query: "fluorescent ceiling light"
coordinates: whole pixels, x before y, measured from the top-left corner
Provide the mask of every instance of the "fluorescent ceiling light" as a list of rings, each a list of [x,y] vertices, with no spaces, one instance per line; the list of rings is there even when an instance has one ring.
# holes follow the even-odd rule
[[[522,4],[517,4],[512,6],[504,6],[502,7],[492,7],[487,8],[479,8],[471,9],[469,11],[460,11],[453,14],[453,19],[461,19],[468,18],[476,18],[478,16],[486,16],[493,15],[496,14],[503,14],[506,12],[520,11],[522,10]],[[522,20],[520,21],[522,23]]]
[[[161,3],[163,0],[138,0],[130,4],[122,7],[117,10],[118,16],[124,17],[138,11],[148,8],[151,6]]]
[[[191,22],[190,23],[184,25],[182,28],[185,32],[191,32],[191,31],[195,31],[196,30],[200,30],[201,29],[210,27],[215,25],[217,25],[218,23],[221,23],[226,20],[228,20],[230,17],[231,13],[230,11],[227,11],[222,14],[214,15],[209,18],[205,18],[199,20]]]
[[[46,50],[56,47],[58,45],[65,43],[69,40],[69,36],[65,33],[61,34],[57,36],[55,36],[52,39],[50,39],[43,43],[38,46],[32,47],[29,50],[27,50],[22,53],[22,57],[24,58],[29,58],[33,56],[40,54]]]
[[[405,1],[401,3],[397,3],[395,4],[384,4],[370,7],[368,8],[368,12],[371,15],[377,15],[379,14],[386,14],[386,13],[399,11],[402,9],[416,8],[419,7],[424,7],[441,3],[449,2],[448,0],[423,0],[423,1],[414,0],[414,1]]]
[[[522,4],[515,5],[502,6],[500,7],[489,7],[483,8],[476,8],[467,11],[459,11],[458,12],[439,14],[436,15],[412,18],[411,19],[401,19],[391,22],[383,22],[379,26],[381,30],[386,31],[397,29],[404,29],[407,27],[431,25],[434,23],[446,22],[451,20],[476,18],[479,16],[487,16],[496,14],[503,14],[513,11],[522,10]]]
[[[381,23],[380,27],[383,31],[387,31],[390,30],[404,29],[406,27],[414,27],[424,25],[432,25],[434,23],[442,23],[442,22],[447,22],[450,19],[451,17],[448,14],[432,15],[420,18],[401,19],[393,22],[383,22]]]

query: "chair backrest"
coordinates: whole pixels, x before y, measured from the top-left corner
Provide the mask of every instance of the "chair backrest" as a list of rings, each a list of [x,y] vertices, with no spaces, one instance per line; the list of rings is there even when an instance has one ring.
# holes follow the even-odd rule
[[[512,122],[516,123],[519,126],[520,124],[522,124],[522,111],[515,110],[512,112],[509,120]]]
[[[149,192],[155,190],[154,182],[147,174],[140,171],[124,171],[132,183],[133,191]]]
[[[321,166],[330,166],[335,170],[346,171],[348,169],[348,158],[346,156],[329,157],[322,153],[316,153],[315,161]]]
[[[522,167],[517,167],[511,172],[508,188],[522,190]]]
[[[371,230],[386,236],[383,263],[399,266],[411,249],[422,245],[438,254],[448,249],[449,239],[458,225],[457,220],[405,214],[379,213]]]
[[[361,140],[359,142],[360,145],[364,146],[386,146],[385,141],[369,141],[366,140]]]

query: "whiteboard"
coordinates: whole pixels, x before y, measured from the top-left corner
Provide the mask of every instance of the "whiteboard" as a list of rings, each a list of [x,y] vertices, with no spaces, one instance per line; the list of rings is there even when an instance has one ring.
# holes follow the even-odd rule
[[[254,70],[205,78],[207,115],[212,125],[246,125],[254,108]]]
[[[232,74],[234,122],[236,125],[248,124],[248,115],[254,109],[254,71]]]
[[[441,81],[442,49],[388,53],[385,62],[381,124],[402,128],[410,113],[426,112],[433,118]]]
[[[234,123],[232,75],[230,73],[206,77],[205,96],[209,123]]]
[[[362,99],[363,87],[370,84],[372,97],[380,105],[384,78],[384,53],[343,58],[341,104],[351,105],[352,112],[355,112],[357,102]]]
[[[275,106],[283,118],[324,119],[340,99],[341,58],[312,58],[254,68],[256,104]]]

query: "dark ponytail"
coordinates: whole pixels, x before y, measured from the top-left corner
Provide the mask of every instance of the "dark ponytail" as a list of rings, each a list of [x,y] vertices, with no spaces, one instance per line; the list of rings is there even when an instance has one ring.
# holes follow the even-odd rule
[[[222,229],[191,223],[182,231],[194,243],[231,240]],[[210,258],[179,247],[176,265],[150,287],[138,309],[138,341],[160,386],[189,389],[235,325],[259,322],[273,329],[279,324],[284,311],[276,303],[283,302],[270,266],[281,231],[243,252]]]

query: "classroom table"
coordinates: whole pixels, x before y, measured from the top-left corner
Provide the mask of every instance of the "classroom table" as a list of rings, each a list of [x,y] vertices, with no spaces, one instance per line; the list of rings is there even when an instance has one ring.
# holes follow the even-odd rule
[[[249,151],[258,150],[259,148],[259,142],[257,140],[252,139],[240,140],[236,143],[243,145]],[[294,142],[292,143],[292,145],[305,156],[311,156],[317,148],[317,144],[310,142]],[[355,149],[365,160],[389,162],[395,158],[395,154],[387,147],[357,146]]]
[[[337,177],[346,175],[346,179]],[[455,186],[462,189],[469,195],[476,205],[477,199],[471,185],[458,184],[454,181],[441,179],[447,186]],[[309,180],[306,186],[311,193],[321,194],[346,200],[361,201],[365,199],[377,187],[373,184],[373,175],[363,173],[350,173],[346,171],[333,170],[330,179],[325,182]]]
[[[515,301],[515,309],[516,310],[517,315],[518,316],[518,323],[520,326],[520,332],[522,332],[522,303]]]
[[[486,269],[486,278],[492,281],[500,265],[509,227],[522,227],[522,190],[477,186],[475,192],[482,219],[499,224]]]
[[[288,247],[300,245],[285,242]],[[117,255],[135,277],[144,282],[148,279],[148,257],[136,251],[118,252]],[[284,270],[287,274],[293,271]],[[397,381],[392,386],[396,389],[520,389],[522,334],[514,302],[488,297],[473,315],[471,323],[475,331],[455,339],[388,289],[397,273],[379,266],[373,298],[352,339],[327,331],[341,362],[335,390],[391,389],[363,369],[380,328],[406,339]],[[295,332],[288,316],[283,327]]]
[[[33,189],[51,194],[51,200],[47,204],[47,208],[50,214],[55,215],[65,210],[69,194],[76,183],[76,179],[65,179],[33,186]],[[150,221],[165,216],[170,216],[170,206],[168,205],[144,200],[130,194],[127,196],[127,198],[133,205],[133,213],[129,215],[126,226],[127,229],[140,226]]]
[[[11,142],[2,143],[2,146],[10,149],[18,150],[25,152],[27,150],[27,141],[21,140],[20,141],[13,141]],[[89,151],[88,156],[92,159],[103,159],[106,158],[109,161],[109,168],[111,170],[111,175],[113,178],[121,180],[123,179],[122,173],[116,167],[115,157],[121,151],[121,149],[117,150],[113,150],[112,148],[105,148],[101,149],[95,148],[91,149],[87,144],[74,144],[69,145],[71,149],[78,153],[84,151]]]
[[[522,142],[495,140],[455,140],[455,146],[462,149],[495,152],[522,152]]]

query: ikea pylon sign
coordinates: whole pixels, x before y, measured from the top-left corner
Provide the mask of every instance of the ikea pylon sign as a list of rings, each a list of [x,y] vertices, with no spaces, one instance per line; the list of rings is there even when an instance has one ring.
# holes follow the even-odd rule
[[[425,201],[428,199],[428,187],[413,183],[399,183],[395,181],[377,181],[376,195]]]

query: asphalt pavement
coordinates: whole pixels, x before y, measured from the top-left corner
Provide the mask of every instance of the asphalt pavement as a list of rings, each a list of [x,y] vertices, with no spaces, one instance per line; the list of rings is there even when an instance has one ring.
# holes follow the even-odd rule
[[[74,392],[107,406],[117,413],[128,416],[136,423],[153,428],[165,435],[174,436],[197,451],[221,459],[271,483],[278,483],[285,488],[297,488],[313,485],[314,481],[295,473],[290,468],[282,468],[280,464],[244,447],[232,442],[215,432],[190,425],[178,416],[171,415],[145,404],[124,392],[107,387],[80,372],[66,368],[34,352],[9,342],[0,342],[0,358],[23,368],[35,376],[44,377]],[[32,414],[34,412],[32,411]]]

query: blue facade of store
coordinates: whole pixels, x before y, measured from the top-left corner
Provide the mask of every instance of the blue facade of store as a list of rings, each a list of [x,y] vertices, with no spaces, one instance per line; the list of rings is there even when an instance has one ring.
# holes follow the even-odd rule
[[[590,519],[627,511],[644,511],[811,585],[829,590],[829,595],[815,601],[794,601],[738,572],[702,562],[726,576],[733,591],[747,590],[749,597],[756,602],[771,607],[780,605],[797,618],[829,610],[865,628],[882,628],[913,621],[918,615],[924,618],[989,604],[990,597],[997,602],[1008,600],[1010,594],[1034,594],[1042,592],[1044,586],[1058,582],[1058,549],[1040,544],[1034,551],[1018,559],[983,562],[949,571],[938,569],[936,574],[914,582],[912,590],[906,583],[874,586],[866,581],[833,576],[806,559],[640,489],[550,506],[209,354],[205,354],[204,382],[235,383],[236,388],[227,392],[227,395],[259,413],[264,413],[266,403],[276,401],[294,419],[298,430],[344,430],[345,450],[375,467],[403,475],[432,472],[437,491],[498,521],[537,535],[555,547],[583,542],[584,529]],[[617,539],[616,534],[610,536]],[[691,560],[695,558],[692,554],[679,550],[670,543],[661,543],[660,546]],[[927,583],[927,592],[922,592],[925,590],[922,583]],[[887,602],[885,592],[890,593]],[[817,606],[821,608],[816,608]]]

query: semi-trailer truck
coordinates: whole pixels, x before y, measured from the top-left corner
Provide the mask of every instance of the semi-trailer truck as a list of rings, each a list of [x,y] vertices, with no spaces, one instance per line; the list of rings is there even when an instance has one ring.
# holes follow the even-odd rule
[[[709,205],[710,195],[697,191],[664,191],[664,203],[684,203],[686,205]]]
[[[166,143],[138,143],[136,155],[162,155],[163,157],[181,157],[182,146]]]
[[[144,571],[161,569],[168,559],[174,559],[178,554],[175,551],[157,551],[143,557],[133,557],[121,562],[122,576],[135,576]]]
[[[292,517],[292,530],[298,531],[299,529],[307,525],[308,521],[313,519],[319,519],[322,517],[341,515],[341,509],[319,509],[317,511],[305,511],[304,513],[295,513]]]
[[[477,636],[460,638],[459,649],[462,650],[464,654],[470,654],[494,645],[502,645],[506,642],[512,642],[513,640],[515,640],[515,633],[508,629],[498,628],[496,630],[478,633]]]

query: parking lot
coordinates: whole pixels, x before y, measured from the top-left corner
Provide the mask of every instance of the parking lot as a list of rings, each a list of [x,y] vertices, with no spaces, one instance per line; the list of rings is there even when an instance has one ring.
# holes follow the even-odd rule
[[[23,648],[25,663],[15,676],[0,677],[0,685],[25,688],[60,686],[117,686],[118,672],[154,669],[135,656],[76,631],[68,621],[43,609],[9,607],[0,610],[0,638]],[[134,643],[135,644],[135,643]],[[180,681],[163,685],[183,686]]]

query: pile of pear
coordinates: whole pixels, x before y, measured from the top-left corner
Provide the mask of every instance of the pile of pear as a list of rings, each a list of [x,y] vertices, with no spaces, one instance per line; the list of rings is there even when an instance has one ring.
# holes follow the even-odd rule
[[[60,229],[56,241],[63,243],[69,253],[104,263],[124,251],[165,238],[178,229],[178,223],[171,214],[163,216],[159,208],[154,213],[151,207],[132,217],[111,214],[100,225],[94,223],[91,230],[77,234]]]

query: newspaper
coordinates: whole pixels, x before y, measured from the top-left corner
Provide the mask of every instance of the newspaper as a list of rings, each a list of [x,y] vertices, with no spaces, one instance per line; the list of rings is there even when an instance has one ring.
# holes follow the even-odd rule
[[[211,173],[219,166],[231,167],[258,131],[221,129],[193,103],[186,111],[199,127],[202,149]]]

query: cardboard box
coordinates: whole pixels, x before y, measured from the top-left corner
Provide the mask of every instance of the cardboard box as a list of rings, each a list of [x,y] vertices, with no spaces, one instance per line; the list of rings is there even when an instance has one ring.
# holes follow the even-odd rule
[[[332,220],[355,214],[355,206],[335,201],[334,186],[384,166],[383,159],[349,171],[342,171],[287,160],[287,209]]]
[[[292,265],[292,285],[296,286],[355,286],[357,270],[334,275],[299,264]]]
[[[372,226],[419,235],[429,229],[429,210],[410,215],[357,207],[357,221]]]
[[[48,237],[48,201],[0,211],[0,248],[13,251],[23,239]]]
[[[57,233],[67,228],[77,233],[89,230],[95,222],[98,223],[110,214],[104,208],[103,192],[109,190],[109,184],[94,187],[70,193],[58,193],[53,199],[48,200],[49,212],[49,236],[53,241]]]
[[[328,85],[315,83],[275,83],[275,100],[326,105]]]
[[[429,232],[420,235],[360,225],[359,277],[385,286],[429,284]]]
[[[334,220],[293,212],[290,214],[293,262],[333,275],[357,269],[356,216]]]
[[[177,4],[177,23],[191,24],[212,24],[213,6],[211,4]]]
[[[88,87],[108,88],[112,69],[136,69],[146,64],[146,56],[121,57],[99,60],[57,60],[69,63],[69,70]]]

• _WORK TO DO_
Using the material above, reproduce exactly the line that contains "query: newspaper" and all lines after it through the last one, and only those.

• _SOLUTION TO THIS PROBLEM_
query: newspaper
coordinates: whole pixels, x before y, measured from the top-left corner
Provide the mask of every instance of the newspaper as a list of rings, each a list of [x,y] vertices, with no spaces, one instance per line; the list of rings is there even when an instance has one ring.
# holes follow the even-odd rule
[[[211,173],[219,166],[231,167],[258,131],[221,129],[193,103],[186,111],[199,127],[202,149]]]

query: cardboard box
coordinates: whole pixels, x before y, measured from the top-left corner
Provide the mask of every instance of the cardboard box as a list of rings, each a list of [x,y] vertices, with no spaces, one instance per line; the list of rings is there even when an instance has one ring.
# holes follow the even-odd rule
[[[332,220],[355,214],[355,206],[335,201],[334,186],[384,166],[383,159],[349,171],[342,171],[287,160],[287,209]]]
[[[292,265],[292,285],[296,286],[355,286],[357,270],[334,275],[299,264]]]
[[[372,226],[419,235],[429,229],[429,210],[410,215],[357,207],[357,221]]]
[[[48,237],[48,201],[0,211],[0,248],[13,251],[23,239]]]
[[[57,233],[67,228],[77,233],[89,230],[95,222],[98,223],[110,214],[104,208],[103,192],[109,190],[109,184],[94,187],[70,193],[58,193],[53,199],[48,200],[49,212],[49,236],[53,241]]]
[[[328,85],[315,83],[275,83],[275,100],[326,105]]]
[[[429,232],[420,235],[360,225],[359,277],[385,286],[429,284]]]
[[[334,220],[293,212],[290,214],[293,262],[333,275],[357,269],[356,216]]]
[[[177,4],[177,23],[191,24],[212,24],[213,6],[211,4]]]
[[[88,87],[108,88],[112,69],[136,69],[146,64],[146,56],[121,57],[99,60],[57,60],[69,63],[69,70]]]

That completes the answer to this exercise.